REQUIRED WORK – Print the data exactly. Pictures stay out.

======

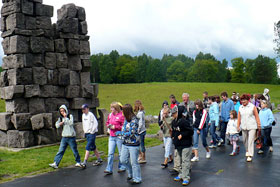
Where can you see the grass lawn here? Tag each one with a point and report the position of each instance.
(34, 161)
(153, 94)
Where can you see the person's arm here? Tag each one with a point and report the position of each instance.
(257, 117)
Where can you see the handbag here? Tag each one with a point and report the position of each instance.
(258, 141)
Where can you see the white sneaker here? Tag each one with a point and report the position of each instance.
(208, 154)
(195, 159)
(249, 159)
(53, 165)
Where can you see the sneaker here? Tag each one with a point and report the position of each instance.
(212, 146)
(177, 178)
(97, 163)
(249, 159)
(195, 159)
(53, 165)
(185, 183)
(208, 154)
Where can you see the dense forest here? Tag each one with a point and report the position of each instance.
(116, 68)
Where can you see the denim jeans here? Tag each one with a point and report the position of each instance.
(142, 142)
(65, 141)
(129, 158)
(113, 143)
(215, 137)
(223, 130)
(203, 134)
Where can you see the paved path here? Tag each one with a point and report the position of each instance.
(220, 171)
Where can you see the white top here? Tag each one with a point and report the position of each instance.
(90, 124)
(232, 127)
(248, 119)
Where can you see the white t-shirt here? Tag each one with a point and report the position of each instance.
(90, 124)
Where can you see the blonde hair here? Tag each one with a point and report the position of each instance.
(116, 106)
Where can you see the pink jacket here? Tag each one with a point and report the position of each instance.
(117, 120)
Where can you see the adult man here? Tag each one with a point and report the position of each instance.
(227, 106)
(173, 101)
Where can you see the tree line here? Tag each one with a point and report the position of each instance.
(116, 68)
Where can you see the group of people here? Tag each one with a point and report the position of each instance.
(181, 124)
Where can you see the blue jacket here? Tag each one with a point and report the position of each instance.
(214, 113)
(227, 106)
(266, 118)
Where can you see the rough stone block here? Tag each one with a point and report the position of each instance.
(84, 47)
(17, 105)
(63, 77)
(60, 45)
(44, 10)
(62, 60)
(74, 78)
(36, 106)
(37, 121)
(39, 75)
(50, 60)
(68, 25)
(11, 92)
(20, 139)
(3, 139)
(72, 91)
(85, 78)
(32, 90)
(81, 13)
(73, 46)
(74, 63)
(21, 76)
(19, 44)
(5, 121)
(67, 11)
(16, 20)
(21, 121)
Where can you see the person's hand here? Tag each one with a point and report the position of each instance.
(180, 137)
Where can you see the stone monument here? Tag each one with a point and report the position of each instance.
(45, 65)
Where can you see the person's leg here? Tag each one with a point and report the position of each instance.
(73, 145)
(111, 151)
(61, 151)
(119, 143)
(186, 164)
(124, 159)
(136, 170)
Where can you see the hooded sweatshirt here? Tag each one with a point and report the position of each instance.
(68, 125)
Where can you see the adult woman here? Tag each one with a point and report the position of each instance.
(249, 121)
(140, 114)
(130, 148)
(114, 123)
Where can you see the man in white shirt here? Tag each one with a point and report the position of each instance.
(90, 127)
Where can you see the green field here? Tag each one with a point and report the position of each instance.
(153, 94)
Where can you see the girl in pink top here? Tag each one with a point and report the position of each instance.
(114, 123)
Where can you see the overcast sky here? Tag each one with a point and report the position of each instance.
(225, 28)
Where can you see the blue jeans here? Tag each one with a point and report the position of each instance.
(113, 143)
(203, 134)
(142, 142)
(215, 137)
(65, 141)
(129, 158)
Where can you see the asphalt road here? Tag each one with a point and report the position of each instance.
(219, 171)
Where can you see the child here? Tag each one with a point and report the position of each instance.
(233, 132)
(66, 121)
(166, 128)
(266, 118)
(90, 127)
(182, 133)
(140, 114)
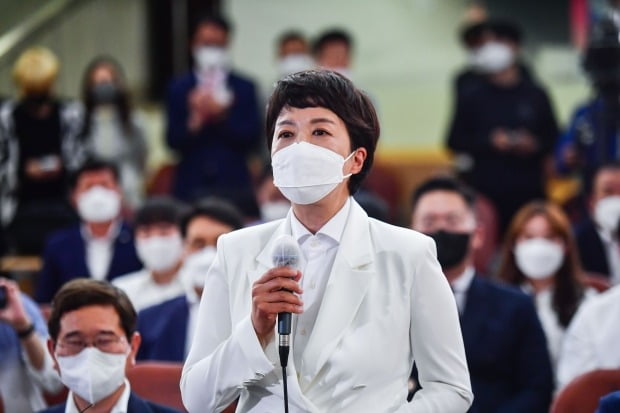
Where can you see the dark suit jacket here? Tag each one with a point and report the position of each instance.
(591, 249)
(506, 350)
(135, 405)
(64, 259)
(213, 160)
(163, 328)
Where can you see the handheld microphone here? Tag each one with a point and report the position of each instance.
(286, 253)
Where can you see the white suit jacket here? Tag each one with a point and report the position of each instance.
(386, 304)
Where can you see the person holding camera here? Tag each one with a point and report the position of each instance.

======

TASK SOLUTION –
Where can you see the grass lawn here? Tag each one with a point and report the position of each instance.
(34, 161)
(153, 94)
Where can you see the person's arm here? Tag each one with a point and report the position of each instance.
(257, 117)
Where can you see the handbag here? Tag each one with a point and report the position of each instance.
(258, 141)
Where can you see the white sneaker here? Tag each one with a point and report the position of each instance.
(208, 154)
(195, 159)
(249, 159)
(53, 165)
Where can you see the sneaker here? Tag each one with a point and report the position of each instance.
(212, 146)
(177, 178)
(97, 163)
(249, 159)
(195, 159)
(53, 165)
(185, 183)
(208, 154)
Where can you see the dense forest here? Tag each one with a point and report the position of each instance.
(116, 68)
Where can you see the denim jeans here? Tag each one with a point and report the position of each instance.
(142, 142)
(65, 141)
(129, 158)
(113, 143)
(215, 137)
(223, 130)
(203, 134)
Where can you see the paved path here? Tag each one with a point and report the position of each instance.
(220, 171)
Where can you see the white top here? Tag each one with a point and report the position of each instance.
(90, 124)
(232, 127)
(248, 119)
Where can you see the white t-shirt here? Tag each one with a point and report the position of each instance.
(90, 124)
Where can you see the blonde hair here? Tag each one with a point and report the position of each instance.
(116, 106)
Where can you see the pink jacket here? Tag each one with a point and report the position of each instance.
(117, 120)
Where can you see the adult man here? Tag each one with a point and report the position of each instance.
(227, 106)
(173, 101)
Where can you see the tree line here? Tag each one with a point and report the position of each instance.
(116, 68)
Where can you see the group of people here? Tag each one with a point and report the position of each instance.
(181, 124)
Where can you see the blue jacket here? Tag each one with a point and report the position of each instance.
(214, 113)
(227, 106)
(266, 118)
Where can you see the rough stone block here? Tag each one with a point and report the position of each instance.
(84, 47)
(17, 105)
(63, 77)
(60, 45)
(44, 10)
(62, 60)
(74, 78)
(36, 106)
(37, 121)
(39, 75)
(50, 60)
(68, 25)
(11, 92)
(20, 139)
(3, 139)
(72, 91)
(85, 78)
(32, 90)
(81, 13)
(73, 46)
(74, 63)
(21, 76)
(19, 44)
(5, 121)
(67, 11)
(16, 20)
(21, 121)
Where can you see the person's hand here? Tag each one with a point and report the position of each instance.
(180, 137)
Where can you see the stone monument here? Tag each one with a point and report the position of each instance.
(45, 65)
Where can you see the person's leg here? Tag each one with a point and report the position of each instance.
(73, 145)
(111, 151)
(61, 151)
(119, 143)
(186, 164)
(124, 159)
(136, 170)
Where can you see the hooded sweatshirt here? Tag each one with a point and report the position of each instance.
(68, 125)
Where can you see the adult woman here? Tag each one with a point and report the position of each instance.
(249, 121)
(140, 114)
(130, 148)
(114, 123)
Where can you see the man in white shirt here? Tag each one with a point and report the position of each instance.
(90, 127)
Where can you see the green field here? Tag each one with a point and report the position of each instance.
(153, 94)
Where can you see the girl in pink top here? Tag each one with a point and report the position of each instance.
(114, 123)
Where can you see the overcast sky here? Tag each one with a point and report the position of each instance.
(225, 28)
Where can you see the blue jeans here? Tag each one with a point and report the position of each instance.
(113, 143)
(203, 134)
(142, 142)
(215, 137)
(65, 141)
(129, 158)
Where can you see the asphalt road here? Tag each one with a point and report the position of each instance.
(219, 171)
Where can you see the child here? Tag each one with a point and report the position of each instance.
(233, 132)
(66, 121)
(166, 128)
(266, 118)
(90, 127)
(182, 133)
(140, 114)
Where can you see the dark suit jacket here? Tag each one with a point and report the position of each instance.
(591, 249)
(506, 350)
(135, 405)
(64, 259)
(213, 160)
(163, 328)
Where can you see the handheld microphone here? Tag each one with a point and report the position of each instance.
(286, 253)
Where can you see the white suit jacket here? Tag each one with a point and report the position of each instance.
(386, 304)
Where can you see the person holding camera here? Tag each one with a point and report the position of each instance.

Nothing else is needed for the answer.